**DOCUMENT SEGMENT:**
-*-

As we all know, the rising levels of student debt have become an issue of concern across the nation. Loans make up the bulk of federal student aid, and with increasing tuition costs, students are borrowing record amounts. The question is whether students can repay this significant investment—or whether their debts are destined for delinquency and default that will overshadow their futures.

The Voluntary Flexible Agreements (VFA) were designed to address this exact issue. Created by Congress during the last reauthorization of the Higher Education Act in 1998, VFAs are individualized compacts between FFELP guarantors and the U.S. Department of Education (ED) that allow guarantors to develop new methods for debt management and default prevention. They also change the way guarantors are financed: Under the standard FFELP guaranty agency model, guarantors receive greater monetary compensation for collecting on defaulted loans than for preventing students from entering default. More than 60% of a standard FFELP guarantor’s revenues come from collecting defaulted student loans.

With VFAs, the guarantor financing model changes from one focused on default collection to proactive delinquency and default prevention. VFA guarantors receive financial rewards for meeting performance goals based on preventing delinquency and default altogether, using methods such as better borrower outreach, education, and counseling. In short, the VFAs encourage guarantors to prove their ability to affect the lives of borrowers and steer them onto a path of successful loan repayment.

Even better, the VFAs appear to be working. For instance, one VFA guarantor, American Student Assistance, reported a 2005 Cohort Default Rate of just 1.5%. This measure, which reflects student borrowers’ default rates, is the lowest among all 35 of the nation’s guarantors and well below the national average rate of 4.6%.

-*-

**STORED ROWS:**
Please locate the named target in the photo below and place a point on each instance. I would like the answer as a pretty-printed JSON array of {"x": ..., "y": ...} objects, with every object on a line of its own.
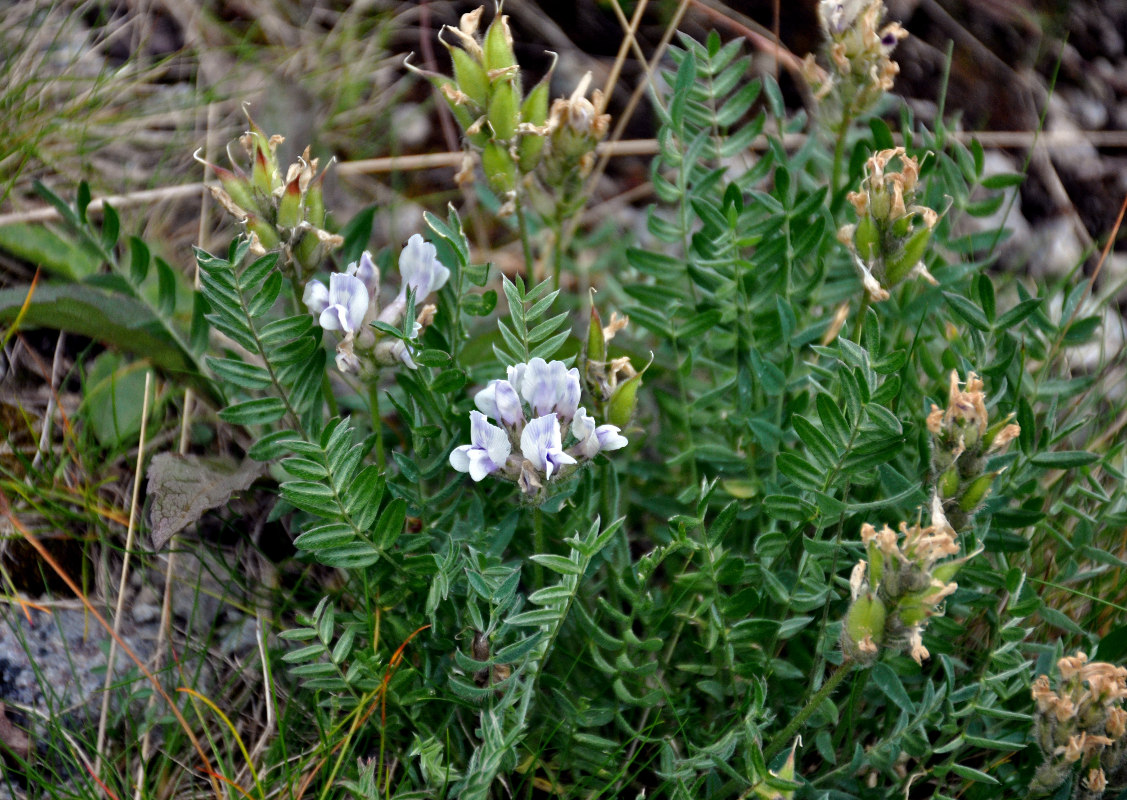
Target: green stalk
[
  {"x": 539, "y": 543},
  {"x": 780, "y": 740},
  {"x": 835, "y": 178},
  {"x": 522, "y": 224},
  {"x": 373, "y": 405},
  {"x": 861, "y": 313}
]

-*-

**PROBLEMS:**
a - In the student debt passage, swap "tuition costs" for "college prices" and write out the text from "As we all know, the" to "overshadow their futures.".
b - According to the student debt passage, how much of a standard FFELP guarantor's revenue comes from collecting defaulted student loans?
Rely on the student debt passage alone for what comes next.

**TASK RESPONSES:**
a -
As we all know, the rising levels of student debt have become an issue of concern across the nation. Loans make up the bulk of federal student aid, and with increasing college prices, students are borrowing record amounts. The question is whether students can repay this significant investment—or whether their debts are destined for delinquency and default that will overshadow their futures.

b - More than 60%.